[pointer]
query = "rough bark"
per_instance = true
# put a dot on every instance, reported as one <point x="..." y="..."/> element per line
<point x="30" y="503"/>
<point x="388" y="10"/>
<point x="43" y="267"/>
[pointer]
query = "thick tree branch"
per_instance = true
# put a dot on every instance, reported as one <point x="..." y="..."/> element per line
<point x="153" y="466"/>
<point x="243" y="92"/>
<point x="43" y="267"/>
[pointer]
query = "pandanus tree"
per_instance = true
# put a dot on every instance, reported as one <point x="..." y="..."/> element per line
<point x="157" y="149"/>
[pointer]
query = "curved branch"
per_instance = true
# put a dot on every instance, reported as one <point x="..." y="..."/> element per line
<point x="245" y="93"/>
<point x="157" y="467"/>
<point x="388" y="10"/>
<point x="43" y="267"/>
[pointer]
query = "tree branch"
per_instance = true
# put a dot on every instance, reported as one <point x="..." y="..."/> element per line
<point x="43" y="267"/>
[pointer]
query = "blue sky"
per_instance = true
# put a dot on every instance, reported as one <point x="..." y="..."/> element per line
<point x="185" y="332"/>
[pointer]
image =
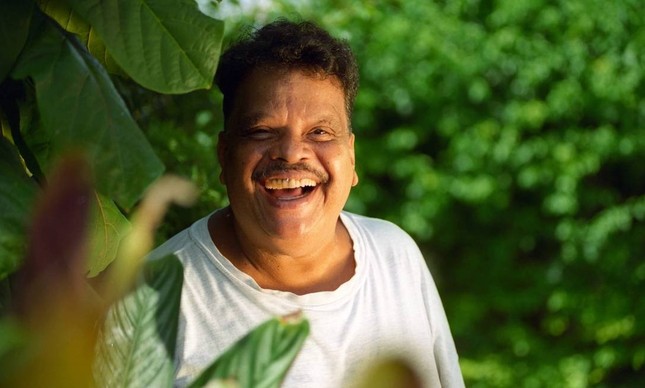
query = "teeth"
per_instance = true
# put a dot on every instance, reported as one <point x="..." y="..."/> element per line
<point x="277" y="184"/>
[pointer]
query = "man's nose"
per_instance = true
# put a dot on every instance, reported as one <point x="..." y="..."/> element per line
<point x="290" y="148"/>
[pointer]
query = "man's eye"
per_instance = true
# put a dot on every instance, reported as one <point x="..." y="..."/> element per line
<point x="320" y="134"/>
<point x="258" y="134"/>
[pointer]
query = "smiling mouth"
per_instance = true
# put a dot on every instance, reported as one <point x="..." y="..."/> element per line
<point x="289" y="189"/>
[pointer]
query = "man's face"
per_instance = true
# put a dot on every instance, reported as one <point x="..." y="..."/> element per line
<point x="288" y="156"/>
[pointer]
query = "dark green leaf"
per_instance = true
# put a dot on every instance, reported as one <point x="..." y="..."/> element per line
<point x="17" y="193"/>
<point x="165" y="45"/>
<point x="136" y="348"/>
<point x="63" y="14"/>
<point x="15" y="17"/>
<point x="107" y="227"/>
<point x="262" y="357"/>
<point x="81" y="108"/>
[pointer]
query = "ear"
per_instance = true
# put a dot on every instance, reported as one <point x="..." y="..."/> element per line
<point x="353" y="159"/>
<point x="222" y="149"/>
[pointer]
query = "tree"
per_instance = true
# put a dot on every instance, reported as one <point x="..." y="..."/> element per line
<point x="506" y="137"/>
<point x="74" y="163"/>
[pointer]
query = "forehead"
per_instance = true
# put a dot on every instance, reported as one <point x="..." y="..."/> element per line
<point x="271" y="93"/>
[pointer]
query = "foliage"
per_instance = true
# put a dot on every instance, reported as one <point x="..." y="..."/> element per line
<point x="73" y="164"/>
<point x="505" y="136"/>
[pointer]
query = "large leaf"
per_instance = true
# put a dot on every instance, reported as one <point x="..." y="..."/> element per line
<point x="165" y="45"/>
<point x="63" y="14"/>
<point x="108" y="227"/>
<point x="17" y="193"/>
<point x="15" y="17"/>
<point x="81" y="108"/>
<point x="137" y="345"/>
<point x="261" y="358"/>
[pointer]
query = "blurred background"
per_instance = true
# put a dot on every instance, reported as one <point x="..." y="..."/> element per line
<point x="507" y="137"/>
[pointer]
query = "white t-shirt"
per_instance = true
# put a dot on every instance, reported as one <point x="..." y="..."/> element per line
<point x="390" y="307"/>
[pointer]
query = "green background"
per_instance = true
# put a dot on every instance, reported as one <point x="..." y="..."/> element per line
<point x="507" y="138"/>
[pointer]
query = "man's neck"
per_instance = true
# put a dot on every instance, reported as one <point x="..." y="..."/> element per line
<point x="304" y="265"/>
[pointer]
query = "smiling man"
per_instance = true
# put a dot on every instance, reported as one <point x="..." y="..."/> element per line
<point x="285" y="244"/>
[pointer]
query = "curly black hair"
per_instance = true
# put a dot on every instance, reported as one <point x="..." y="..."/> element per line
<point x="287" y="45"/>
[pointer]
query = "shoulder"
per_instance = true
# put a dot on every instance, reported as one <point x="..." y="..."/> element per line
<point x="180" y="242"/>
<point x="378" y="231"/>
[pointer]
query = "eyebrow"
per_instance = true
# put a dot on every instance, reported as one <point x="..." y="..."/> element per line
<point x="252" y="119"/>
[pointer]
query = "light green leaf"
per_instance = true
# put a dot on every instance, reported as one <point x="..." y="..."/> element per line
<point x="261" y="358"/>
<point x="17" y="193"/>
<point x="107" y="227"/>
<point x="168" y="46"/>
<point x="15" y="17"/>
<point x="82" y="110"/>
<point x="63" y="14"/>
<point x="137" y="344"/>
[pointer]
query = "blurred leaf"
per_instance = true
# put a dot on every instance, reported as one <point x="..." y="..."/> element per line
<point x="15" y="17"/>
<point x="165" y="45"/>
<point x="261" y="358"/>
<point x="52" y="301"/>
<point x="17" y="192"/>
<point x="108" y="226"/>
<point x="80" y="106"/>
<point x="137" y="344"/>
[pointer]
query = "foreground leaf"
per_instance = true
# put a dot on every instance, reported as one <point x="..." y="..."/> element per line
<point x="15" y="17"/>
<point x="137" y="345"/>
<point x="60" y="11"/>
<point x="261" y="358"/>
<point x="108" y="226"/>
<point x="17" y="193"/>
<point x="52" y="301"/>
<point x="165" y="45"/>
<point x="80" y="106"/>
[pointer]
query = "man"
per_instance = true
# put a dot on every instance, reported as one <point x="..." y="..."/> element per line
<point x="284" y="244"/>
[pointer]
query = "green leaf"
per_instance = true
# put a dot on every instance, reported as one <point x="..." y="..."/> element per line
<point x="63" y="14"/>
<point x="136" y="348"/>
<point x="262" y="357"/>
<point x="165" y="45"/>
<point x="107" y="227"/>
<point x="15" y="17"/>
<point x="17" y="193"/>
<point x="13" y="343"/>
<point x="81" y="108"/>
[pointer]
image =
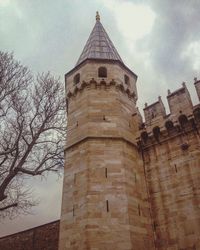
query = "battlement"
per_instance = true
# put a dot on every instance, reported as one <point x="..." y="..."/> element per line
<point x="183" y="117"/>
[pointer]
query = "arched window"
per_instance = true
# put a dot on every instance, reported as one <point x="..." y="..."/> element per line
<point x="102" y="72"/>
<point x="144" y="136"/>
<point x="183" y="120"/>
<point x="77" y="78"/>
<point x="156" y="133"/>
<point x="169" y="125"/>
<point x="126" y="80"/>
<point x="197" y="114"/>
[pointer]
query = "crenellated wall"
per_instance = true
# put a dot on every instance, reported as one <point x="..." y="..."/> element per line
<point x="170" y="145"/>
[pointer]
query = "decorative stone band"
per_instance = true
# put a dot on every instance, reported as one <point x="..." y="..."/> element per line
<point x="147" y="140"/>
<point x="120" y="86"/>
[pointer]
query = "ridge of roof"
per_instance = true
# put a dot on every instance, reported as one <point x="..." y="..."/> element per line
<point x="99" y="45"/>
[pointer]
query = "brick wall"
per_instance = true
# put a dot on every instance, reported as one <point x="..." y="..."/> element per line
<point x="44" y="237"/>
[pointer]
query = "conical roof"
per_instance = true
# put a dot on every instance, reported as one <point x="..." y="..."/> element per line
<point x="99" y="45"/>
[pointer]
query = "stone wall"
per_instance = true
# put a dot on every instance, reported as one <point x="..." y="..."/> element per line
<point x="44" y="237"/>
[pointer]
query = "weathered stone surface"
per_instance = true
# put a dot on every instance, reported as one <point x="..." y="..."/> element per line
<point x="44" y="237"/>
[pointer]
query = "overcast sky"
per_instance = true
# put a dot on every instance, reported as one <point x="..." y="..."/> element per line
<point x="159" y="40"/>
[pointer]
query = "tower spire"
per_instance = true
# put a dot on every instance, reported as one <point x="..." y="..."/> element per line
<point x="97" y="16"/>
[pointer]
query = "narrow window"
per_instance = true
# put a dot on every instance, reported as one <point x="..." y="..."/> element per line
<point x="126" y="80"/>
<point x="106" y="172"/>
<point x="107" y="206"/>
<point x="102" y="72"/>
<point x="175" y="168"/>
<point x="77" y="78"/>
<point x="139" y="212"/>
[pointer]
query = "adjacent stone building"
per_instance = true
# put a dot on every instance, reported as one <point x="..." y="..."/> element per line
<point x="128" y="184"/>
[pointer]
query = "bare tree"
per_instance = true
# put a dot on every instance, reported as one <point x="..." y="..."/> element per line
<point x="32" y="131"/>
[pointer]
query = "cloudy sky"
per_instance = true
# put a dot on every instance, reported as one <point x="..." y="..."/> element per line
<point x="158" y="40"/>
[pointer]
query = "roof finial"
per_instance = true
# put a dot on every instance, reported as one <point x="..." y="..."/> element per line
<point x="97" y="16"/>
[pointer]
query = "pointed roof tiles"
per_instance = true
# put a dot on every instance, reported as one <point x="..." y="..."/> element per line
<point x="99" y="45"/>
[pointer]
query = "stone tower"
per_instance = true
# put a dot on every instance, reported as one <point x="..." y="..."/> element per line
<point x="105" y="200"/>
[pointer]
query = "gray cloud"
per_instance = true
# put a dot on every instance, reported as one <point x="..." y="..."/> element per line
<point x="50" y="35"/>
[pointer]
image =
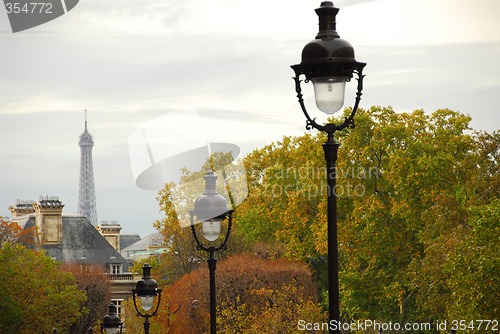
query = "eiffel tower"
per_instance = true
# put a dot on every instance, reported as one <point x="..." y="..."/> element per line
<point x="86" y="200"/>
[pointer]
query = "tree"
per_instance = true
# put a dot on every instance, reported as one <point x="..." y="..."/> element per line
<point x="36" y="295"/>
<point x="93" y="281"/>
<point x="253" y="296"/>
<point x="412" y="188"/>
<point x="13" y="233"/>
<point x="175" y="201"/>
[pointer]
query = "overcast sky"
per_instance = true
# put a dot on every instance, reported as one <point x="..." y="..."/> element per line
<point x="130" y="61"/>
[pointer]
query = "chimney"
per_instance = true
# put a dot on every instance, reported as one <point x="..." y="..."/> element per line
<point x="111" y="232"/>
<point x="22" y="208"/>
<point x="49" y="219"/>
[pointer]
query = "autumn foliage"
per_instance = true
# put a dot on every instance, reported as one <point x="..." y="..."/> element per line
<point x="418" y="212"/>
<point x="93" y="281"/>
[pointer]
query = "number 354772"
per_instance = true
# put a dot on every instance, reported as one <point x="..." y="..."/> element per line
<point x="29" y="7"/>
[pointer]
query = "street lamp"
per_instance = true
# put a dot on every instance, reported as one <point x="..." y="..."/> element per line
<point x="328" y="61"/>
<point x="147" y="290"/>
<point x="211" y="209"/>
<point x="111" y="323"/>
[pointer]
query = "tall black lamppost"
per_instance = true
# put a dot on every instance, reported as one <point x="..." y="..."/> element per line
<point x="211" y="209"/>
<point x="328" y="61"/>
<point x="147" y="290"/>
<point x="111" y="323"/>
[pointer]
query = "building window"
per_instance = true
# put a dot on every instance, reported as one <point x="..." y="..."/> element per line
<point x="119" y="308"/>
<point x="116" y="269"/>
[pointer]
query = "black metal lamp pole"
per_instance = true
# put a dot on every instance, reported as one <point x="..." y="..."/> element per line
<point x="111" y="322"/>
<point x="147" y="290"/>
<point x="328" y="61"/>
<point x="211" y="209"/>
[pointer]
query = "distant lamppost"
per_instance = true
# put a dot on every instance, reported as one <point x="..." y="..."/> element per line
<point x="147" y="290"/>
<point x="328" y="61"/>
<point x="111" y="323"/>
<point x="211" y="209"/>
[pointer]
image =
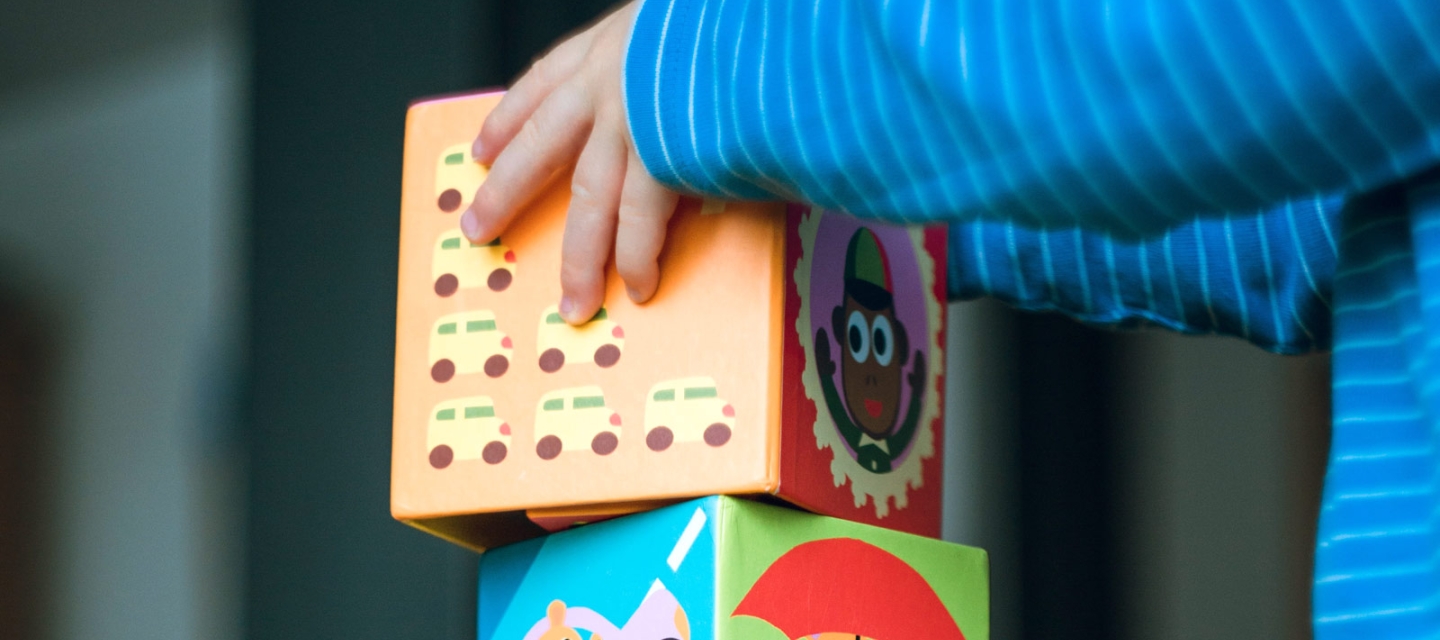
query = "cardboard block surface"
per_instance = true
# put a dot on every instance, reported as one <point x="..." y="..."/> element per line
<point x="788" y="350"/>
<point x="722" y="568"/>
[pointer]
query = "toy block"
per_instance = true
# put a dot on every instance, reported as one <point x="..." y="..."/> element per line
<point x="788" y="352"/>
<point x="720" y="568"/>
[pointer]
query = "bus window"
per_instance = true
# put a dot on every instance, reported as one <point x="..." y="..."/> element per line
<point x="471" y="412"/>
<point x="589" y="401"/>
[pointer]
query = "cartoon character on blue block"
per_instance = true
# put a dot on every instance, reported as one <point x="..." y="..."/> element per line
<point x="658" y="617"/>
<point x="644" y="572"/>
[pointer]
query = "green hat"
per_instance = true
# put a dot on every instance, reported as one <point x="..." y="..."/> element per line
<point x="867" y="271"/>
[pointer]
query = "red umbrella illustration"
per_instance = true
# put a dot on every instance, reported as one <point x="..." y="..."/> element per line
<point x="843" y="585"/>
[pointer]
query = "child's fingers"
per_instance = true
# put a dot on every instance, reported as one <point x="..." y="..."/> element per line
<point x="527" y="94"/>
<point x="589" y="225"/>
<point x="546" y="141"/>
<point x="644" y="214"/>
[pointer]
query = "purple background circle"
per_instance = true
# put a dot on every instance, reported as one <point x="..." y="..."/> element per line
<point x="827" y="289"/>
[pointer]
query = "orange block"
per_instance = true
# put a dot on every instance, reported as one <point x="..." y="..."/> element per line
<point x="788" y="352"/>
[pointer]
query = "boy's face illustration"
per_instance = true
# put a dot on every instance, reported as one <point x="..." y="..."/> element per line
<point x="871" y="366"/>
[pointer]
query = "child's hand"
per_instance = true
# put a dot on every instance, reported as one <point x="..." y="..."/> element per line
<point x="570" y="104"/>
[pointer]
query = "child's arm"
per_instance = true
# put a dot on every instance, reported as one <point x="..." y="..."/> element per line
<point x="569" y="108"/>
<point x="1128" y="116"/>
<point x="1126" y="121"/>
<point x="1265" y="277"/>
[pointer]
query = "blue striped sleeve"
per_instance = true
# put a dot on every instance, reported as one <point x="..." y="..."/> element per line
<point x="1129" y="116"/>
<point x="1265" y="277"/>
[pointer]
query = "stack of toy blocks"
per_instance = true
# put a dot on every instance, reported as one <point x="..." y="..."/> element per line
<point x="791" y="356"/>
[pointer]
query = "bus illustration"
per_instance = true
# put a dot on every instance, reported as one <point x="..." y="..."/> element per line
<point x="457" y="178"/>
<point x="687" y="410"/>
<point x="575" y="418"/>
<point x="461" y="264"/>
<point x="467" y="343"/>
<point x="599" y="340"/>
<point x="467" y="428"/>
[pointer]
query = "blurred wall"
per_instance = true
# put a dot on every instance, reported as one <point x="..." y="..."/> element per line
<point x="118" y="218"/>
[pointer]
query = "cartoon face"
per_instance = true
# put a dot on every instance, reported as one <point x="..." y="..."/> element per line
<point x="558" y="630"/>
<point x="658" y="617"/>
<point x="871" y="369"/>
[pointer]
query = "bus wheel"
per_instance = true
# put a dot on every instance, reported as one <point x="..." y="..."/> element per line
<point x="494" y="453"/>
<point x="442" y="371"/>
<point x="717" y="434"/>
<point x="441" y="456"/>
<point x="448" y="201"/>
<point x="604" y="443"/>
<point x="552" y="361"/>
<point x="608" y="355"/>
<point x="547" y="447"/>
<point x="497" y="365"/>
<point x="445" y="286"/>
<point x="660" y="438"/>
<point x="500" y="280"/>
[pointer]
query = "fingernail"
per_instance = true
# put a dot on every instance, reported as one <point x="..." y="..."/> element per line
<point x="470" y="224"/>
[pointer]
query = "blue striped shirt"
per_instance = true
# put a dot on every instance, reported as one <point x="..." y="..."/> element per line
<point x="1252" y="169"/>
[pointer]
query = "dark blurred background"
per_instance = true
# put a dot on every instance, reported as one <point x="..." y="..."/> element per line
<point x="198" y="240"/>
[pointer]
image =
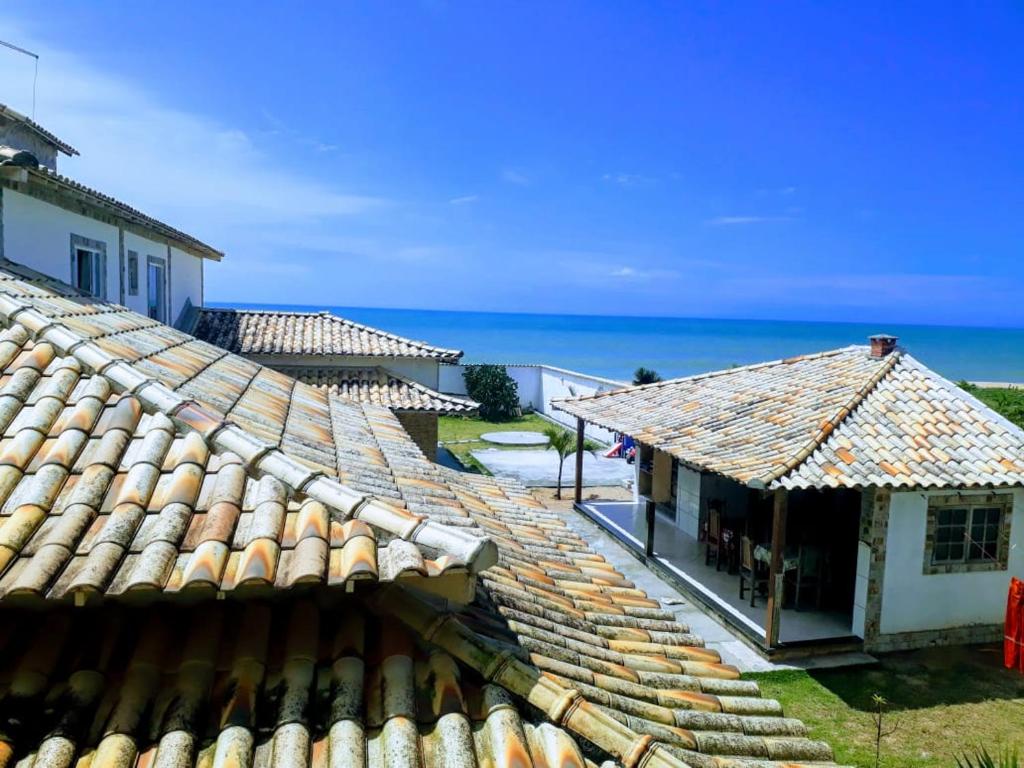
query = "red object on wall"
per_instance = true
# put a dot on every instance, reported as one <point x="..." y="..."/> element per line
<point x="1013" y="642"/>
+ + + + + + +
• [EXERCISE DETAILS] Lines from the entries that contain the word "illustration" are what the answer must hold.

• [WRITTEN RESPONSE]
query = "red umbrella illustration"
query = "boy's face illustration"
query = "bus illustration"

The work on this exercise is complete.